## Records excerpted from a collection
---------------

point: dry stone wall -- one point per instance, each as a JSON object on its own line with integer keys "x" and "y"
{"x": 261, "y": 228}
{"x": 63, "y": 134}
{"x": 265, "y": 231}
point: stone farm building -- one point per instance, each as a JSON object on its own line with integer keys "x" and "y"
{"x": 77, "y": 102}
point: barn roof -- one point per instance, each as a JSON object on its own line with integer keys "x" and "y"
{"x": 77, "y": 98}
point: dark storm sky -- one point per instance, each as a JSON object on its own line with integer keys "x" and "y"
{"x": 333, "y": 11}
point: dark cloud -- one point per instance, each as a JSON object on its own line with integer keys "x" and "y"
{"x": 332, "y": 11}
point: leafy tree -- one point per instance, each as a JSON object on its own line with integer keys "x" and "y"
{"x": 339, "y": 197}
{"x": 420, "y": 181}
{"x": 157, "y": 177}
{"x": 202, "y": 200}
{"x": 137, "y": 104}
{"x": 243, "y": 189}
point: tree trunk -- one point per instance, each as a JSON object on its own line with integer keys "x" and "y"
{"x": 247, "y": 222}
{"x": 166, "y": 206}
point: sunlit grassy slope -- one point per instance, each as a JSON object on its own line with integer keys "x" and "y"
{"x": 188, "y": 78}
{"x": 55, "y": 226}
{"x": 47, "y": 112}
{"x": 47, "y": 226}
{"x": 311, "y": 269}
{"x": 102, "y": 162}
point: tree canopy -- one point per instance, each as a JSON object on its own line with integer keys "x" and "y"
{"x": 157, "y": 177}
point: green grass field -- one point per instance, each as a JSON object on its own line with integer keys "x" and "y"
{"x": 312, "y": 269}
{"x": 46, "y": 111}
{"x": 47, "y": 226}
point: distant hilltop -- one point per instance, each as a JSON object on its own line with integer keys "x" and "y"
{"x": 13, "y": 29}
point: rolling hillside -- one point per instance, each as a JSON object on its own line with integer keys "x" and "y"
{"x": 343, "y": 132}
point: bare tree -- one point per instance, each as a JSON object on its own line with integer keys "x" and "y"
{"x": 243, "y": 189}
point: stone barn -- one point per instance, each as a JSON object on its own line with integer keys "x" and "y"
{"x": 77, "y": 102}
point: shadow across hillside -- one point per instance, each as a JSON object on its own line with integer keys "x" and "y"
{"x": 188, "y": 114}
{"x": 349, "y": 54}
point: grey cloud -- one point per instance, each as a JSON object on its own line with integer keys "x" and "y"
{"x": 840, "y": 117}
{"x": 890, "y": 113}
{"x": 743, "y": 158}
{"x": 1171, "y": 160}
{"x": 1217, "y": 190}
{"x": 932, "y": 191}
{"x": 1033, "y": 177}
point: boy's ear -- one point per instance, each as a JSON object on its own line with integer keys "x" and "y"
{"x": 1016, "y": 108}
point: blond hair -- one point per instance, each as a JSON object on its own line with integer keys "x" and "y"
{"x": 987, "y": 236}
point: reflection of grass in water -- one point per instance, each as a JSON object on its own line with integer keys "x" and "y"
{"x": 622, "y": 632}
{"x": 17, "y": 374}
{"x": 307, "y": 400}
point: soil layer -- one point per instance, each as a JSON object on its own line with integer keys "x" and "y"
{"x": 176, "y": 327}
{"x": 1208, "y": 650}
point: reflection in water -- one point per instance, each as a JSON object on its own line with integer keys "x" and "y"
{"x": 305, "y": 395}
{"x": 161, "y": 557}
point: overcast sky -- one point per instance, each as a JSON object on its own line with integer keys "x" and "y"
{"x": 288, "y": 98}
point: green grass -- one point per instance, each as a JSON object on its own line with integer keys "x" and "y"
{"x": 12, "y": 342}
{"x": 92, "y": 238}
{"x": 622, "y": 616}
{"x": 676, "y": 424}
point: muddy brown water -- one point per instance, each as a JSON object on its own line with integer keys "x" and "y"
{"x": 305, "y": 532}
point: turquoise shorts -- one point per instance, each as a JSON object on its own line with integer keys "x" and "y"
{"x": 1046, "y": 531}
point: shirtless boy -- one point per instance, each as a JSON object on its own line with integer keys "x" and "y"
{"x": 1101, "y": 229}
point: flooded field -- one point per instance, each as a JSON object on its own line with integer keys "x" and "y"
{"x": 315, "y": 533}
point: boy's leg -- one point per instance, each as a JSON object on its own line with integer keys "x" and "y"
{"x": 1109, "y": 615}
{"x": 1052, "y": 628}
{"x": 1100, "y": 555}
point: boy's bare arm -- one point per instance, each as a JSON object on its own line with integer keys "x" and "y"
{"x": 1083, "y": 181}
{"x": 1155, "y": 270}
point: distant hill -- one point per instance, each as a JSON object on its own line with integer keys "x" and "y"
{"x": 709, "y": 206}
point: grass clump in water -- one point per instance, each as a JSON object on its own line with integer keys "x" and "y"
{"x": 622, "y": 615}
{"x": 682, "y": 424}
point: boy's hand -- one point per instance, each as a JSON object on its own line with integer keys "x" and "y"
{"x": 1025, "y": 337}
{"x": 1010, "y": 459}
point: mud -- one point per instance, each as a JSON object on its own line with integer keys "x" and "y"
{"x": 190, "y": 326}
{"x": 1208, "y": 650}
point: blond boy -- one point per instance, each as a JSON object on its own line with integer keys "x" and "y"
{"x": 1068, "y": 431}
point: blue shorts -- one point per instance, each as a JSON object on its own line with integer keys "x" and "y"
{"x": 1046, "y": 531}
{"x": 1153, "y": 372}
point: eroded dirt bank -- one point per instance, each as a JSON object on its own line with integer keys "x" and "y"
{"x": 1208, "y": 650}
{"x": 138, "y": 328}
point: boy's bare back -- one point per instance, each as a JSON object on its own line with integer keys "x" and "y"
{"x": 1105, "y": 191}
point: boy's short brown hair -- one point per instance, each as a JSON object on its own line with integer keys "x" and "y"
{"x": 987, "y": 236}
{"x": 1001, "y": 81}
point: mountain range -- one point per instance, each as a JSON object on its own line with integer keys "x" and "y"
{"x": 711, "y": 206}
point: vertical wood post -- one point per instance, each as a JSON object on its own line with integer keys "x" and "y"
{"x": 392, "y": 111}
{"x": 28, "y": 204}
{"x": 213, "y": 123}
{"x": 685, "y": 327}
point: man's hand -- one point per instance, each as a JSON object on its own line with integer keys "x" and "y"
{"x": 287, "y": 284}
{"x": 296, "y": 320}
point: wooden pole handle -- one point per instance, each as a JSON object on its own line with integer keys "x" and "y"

---------------

## What this task involves
Keeping every word as it is, repeat all of the records.

## Written answer
point: dry stone wall -- one point per instance, each as a JSON object on its own line with integer keys "x" and "y"
{"x": 261, "y": 228}
{"x": 63, "y": 134}
{"x": 265, "y": 231}
point: stone farm building -- one point per instance, each as a JSON object on its own line with integer keys "x" and "y"
{"x": 77, "y": 102}
point: barn roof -- one point per instance, each as a JSON object on its own line with integer keys "x" and "y"
{"x": 77, "y": 98}
point: dark storm sky -- one point per instance, each as a JSON object on its own line with integer keys "x" and "y"
{"x": 333, "y": 11}
point: dark cloud -- one point per instance, each as a JSON object on its own line with integer keys "x" and "y"
{"x": 332, "y": 11}
point: leafy tree -- one point per instance, each as a JSON object on its own line with integer keys "x" and "y"
{"x": 339, "y": 197}
{"x": 420, "y": 181}
{"x": 157, "y": 177}
{"x": 202, "y": 200}
{"x": 137, "y": 104}
{"x": 243, "y": 189}
point: tree trunk -- one point per instance, each as a JSON object on its own line with integer keys "x" and "y"
{"x": 247, "y": 222}
{"x": 166, "y": 206}
point: sunlit grassy slope -- one point per instance, each as a JSON object on its own line with integer keys "x" and "y"
{"x": 188, "y": 78}
{"x": 55, "y": 226}
{"x": 47, "y": 112}
{"x": 47, "y": 226}
{"x": 311, "y": 269}
{"x": 102, "y": 162}
point: tree canopy -- one point per instance, each as a JSON object on its own line with integer keys "x" and "y"
{"x": 157, "y": 177}
point: green grass field -- one point per instance, each as a JSON object on its own line with integer keys "x" and "y"
{"x": 312, "y": 269}
{"x": 46, "y": 111}
{"x": 47, "y": 226}
point: distant hilltop -- one point per instance, each as a JSON object on its own line with integer keys "x" and "y"
{"x": 13, "y": 29}
point: rolling hillside -- one point per instance, each as a JSON object on its own line with integer keys "x" and "y"
{"x": 343, "y": 132}
point: bare tree -- one point per instance, each as a JSON object on its own line with integer keys "x" and "y"
{"x": 243, "y": 189}
point: stone barn -- one point per instance, each as a JSON object on its own line with integer keys "x" and "y"
{"x": 77, "y": 102}
point: shadow across hillside -- one point per instance, each as a JSON object on its own line with integer keys "x" and "y"
{"x": 188, "y": 114}
{"x": 349, "y": 54}
point: grey cloud -- one point per instance, each as a JSON object on its own line with integer keys "x" and "y"
{"x": 840, "y": 117}
{"x": 890, "y": 113}
{"x": 743, "y": 158}
{"x": 1171, "y": 160}
{"x": 1217, "y": 190}
{"x": 932, "y": 191}
{"x": 1033, "y": 177}
point: boy's ear -- one point per instance, each as a JSON object on its own line with integer keys "x" and "y"
{"x": 1016, "y": 108}
point: blond hair -- one point per instance, each as a JSON object on its own line with integer keys "x" and "y"
{"x": 987, "y": 236}
point: reflection of grass in water -- one point per instance, each as a JSON object on its own line with integer keys "x" and "y"
{"x": 622, "y": 632}
{"x": 17, "y": 374}
{"x": 307, "y": 400}
point: soil layer -- one point per instance, each as a JSON object on its own line with integer keys "x" and "y"
{"x": 176, "y": 327}
{"x": 1208, "y": 650}
point: reflection in water -- one point per instance, each as a JSON object on its own line with integer keys "x" and "y"
{"x": 305, "y": 395}
{"x": 161, "y": 557}
point: overcast sky -- one point per instance, each as a JSON object on its own line with integer keys "x" and "y"
{"x": 288, "y": 98}
point: green grass -- one point per instance, each as a JSON object on its own line with integer keys "x" and "y"
{"x": 12, "y": 342}
{"x": 92, "y": 238}
{"x": 622, "y": 616}
{"x": 676, "y": 424}
point: muddy brown water -- one point per instance, each as a JSON object on its own line with integer keys "x" and "y"
{"x": 305, "y": 532}
point: turquoise shorts -- one point per instance, each as a JSON object on its own line with integer keys "x" and "y"
{"x": 1046, "y": 531}
point: shirtless boy -- one point per instance, each as a JSON object on its own line with integer keys "x" and "y"
{"x": 1101, "y": 229}
point: flooded field -- one point per instance, each as a JSON object on its own line with integer keys "x" and "y"
{"x": 315, "y": 533}
point: boy's leg -- one point per instance, each as a JSON object on its own line with integer keys "x" and "y"
{"x": 1109, "y": 615}
{"x": 1052, "y": 628}
{"x": 1100, "y": 555}
point: boy's bare arm -- one point per instance, each as a JSON object on its own line with integer keys "x" and "y"
{"x": 1083, "y": 181}
{"x": 1155, "y": 270}
point: distant hill -- one point per instance, each as a JSON object on its own line with integer keys "x" and "y"
{"x": 709, "y": 206}
point: grass clump in water -- one point per instance, each as a JSON object on its own line with integer keys "x" and "y"
{"x": 622, "y": 615}
{"x": 682, "y": 424}
point: boy's hand -- one point per instance, each as a JSON object on its own line with integer keys "x" and "y"
{"x": 1025, "y": 337}
{"x": 1010, "y": 459}
point: mud -- one point per instance, each as a JSON object on its own line with integer keys "x" and "y"
{"x": 190, "y": 326}
{"x": 1208, "y": 650}
point: blond boy -- one point per instance, each as a JSON object on its own line with integer keys "x" and "y"
{"x": 1068, "y": 431}
point: blue shorts -- one point per instance, each as a JSON object on its own line with integer keys "x" and "y"
{"x": 1046, "y": 531}
{"x": 1153, "y": 372}
point: eroded dirt bank -- one point per instance, each as a JSON object on its own line with integer keys "x" and "y"
{"x": 1208, "y": 650}
{"x": 138, "y": 328}
point: boy's bare back -- one point per instance, each as a JSON object on its own line with integer keys "x" and "y"
{"x": 1105, "y": 191}
point: boy's short brown hair -- one point per instance, each as a JSON object on its own line with integer keys "x" and "y"
{"x": 987, "y": 236}
{"x": 1001, "y": 81}
point: mountain range -- one point per instance, each as a JSON object on its own line with integer keys "x" and "y"
{"x": 711, "y": 206}
point: vertical wood post -- one point per instance, each as a JSON object on its own line with integer keys "x" and "y"
{"x": 392, "y": 111}
{"x": 28, "y": 204}
{"x": 213, "y": 123}
{"x": 685, "y": 327}
point: man's hand -- one point per instance, each as a JSON object on its own line with integer keys "x" and "y"
{"x": 287, "y": 284}
{"x": 296, "y": 320}
point: wooden pole handle -- one point per instance, each as a JSON object on its own line with integer keys "x" and "y"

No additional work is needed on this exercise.